__Data lines__:
+---+

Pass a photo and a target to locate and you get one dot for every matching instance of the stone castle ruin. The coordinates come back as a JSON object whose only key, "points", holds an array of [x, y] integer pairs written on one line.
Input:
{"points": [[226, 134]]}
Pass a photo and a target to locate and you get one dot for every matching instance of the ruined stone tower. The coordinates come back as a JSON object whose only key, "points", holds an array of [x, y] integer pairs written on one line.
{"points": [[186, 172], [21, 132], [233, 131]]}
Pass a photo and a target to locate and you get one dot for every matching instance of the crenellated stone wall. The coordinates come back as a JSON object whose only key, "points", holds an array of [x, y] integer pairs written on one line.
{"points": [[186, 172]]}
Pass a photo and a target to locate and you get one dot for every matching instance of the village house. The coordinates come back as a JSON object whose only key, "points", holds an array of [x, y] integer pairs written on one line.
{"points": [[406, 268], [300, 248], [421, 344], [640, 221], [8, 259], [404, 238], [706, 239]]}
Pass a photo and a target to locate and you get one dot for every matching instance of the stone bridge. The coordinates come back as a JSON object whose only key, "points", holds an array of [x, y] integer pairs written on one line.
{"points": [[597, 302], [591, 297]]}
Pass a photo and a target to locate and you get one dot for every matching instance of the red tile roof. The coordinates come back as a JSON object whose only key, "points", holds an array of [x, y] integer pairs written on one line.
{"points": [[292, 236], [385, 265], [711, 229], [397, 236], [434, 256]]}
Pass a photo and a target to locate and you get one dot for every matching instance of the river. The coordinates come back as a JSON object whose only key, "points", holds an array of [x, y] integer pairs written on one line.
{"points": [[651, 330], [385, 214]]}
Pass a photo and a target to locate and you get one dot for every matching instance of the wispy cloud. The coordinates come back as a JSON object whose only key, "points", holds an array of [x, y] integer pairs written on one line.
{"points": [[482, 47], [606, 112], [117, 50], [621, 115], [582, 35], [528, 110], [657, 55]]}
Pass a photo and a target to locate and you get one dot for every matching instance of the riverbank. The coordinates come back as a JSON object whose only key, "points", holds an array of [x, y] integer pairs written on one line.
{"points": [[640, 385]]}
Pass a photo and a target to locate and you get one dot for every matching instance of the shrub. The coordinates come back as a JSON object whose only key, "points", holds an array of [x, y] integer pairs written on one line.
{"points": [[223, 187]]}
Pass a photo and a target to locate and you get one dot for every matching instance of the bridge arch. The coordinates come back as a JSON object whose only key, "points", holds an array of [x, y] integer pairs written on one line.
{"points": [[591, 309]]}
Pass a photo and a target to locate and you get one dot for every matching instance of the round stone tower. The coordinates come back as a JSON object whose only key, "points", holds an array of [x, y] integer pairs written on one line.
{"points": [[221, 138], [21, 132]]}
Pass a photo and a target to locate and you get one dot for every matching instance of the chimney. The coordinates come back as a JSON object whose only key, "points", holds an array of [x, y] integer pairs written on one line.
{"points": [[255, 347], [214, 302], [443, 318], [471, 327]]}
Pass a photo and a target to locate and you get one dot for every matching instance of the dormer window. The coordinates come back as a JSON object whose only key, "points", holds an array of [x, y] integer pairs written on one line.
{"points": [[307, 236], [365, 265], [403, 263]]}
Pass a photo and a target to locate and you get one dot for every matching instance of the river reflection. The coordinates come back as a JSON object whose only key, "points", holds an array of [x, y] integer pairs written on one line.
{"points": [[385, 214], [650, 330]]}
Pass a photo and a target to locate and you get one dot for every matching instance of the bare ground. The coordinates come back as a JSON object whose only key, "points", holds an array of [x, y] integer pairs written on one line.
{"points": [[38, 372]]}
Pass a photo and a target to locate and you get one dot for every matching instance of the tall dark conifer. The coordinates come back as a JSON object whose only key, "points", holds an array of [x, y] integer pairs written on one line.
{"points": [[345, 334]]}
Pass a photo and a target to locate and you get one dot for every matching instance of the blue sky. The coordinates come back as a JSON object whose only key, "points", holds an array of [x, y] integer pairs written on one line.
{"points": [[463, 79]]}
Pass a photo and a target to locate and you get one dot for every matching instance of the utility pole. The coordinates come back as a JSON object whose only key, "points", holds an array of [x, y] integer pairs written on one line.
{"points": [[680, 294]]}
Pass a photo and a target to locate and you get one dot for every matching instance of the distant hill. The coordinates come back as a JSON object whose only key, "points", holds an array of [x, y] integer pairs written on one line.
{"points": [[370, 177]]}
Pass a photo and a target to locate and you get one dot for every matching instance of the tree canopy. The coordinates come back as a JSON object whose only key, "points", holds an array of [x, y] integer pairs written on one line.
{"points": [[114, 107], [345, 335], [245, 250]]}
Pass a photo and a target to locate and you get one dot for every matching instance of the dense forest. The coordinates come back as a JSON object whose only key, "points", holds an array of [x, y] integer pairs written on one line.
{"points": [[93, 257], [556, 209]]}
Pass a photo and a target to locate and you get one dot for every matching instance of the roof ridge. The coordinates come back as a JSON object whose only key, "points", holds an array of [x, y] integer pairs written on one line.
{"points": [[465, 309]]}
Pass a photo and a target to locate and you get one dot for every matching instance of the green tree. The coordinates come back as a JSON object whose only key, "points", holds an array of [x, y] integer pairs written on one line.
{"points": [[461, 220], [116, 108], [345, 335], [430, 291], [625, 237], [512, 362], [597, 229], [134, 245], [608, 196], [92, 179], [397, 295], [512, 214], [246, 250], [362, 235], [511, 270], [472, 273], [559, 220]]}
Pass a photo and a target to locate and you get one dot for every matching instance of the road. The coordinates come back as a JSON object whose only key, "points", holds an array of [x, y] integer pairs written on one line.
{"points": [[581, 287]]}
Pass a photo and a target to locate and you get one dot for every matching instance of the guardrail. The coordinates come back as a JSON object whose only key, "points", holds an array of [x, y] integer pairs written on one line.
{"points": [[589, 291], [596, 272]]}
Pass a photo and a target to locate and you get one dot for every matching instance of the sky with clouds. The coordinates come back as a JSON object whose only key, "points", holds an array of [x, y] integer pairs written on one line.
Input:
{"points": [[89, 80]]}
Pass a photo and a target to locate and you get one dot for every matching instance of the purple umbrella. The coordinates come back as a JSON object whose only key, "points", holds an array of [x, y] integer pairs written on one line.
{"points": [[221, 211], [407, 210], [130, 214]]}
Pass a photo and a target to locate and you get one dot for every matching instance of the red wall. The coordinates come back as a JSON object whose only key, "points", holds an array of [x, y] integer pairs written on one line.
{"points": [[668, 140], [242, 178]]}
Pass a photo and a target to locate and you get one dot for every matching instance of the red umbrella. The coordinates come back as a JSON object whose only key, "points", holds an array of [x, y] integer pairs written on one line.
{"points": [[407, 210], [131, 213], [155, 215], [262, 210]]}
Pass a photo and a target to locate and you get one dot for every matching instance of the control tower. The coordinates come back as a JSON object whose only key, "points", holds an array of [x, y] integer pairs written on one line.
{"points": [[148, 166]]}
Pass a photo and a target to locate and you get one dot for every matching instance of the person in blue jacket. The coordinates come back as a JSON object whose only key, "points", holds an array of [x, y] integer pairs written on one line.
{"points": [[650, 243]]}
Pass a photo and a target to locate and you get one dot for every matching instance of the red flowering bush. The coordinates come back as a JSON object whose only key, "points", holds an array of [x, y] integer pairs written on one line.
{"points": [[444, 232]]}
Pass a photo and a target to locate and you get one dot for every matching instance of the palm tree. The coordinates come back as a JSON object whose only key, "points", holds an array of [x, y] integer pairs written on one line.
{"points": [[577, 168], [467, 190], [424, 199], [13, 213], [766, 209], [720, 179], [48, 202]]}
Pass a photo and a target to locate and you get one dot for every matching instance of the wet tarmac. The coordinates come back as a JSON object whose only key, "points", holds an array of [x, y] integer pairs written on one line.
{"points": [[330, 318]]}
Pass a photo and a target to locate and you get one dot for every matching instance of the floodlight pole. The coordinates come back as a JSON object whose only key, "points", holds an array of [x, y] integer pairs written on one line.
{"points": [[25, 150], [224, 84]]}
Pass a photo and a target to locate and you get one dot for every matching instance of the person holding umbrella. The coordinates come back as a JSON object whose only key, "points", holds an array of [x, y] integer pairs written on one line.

+---+

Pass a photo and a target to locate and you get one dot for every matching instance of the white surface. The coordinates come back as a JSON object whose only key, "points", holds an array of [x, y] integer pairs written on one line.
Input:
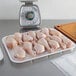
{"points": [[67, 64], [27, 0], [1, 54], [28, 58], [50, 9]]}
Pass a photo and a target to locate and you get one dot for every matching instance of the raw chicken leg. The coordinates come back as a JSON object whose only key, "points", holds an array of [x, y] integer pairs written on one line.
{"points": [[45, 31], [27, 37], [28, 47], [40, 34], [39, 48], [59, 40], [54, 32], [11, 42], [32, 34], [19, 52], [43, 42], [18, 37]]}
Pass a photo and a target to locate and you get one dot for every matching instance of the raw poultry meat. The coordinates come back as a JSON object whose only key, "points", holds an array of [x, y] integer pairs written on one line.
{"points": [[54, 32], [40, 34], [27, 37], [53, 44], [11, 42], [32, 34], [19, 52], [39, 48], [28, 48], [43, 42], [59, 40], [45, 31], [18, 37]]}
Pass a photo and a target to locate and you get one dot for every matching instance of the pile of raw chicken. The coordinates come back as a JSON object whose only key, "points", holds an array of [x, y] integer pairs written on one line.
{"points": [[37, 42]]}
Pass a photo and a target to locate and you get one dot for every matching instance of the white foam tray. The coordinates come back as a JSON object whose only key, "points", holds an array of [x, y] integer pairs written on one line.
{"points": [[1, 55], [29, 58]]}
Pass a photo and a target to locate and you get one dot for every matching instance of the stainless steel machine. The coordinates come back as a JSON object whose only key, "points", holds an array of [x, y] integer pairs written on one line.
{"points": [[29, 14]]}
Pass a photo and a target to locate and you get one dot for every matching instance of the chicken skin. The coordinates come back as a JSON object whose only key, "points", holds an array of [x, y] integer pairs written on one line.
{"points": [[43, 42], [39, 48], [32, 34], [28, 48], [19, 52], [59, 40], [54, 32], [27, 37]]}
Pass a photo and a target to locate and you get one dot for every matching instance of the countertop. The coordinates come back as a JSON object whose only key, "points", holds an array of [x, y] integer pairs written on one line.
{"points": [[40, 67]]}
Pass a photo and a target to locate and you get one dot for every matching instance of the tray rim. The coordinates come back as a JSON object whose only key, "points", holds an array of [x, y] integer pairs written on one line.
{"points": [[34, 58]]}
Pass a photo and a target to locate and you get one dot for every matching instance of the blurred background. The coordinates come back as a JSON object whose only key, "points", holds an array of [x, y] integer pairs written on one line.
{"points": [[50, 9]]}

+---+

__Given instruction__:
Pull out every line of the records that contains the word "wall", treating uppercase and lowercase letters as different.

__Response for this exercise__:
Pass a photo and a target to locate and you get one dot for every matching instance of the crenellated stone wall. The coordinates come back as a JSON object whose only key, "points", holds an array of [x, y] integer pairs written on one line.
Pass a photo and a target to locate and you get one dot for every matching instance of the red wall. The coordinates come back as a JSON object whose only key, "points", holds an array of [x, y] integer pairs written on one line.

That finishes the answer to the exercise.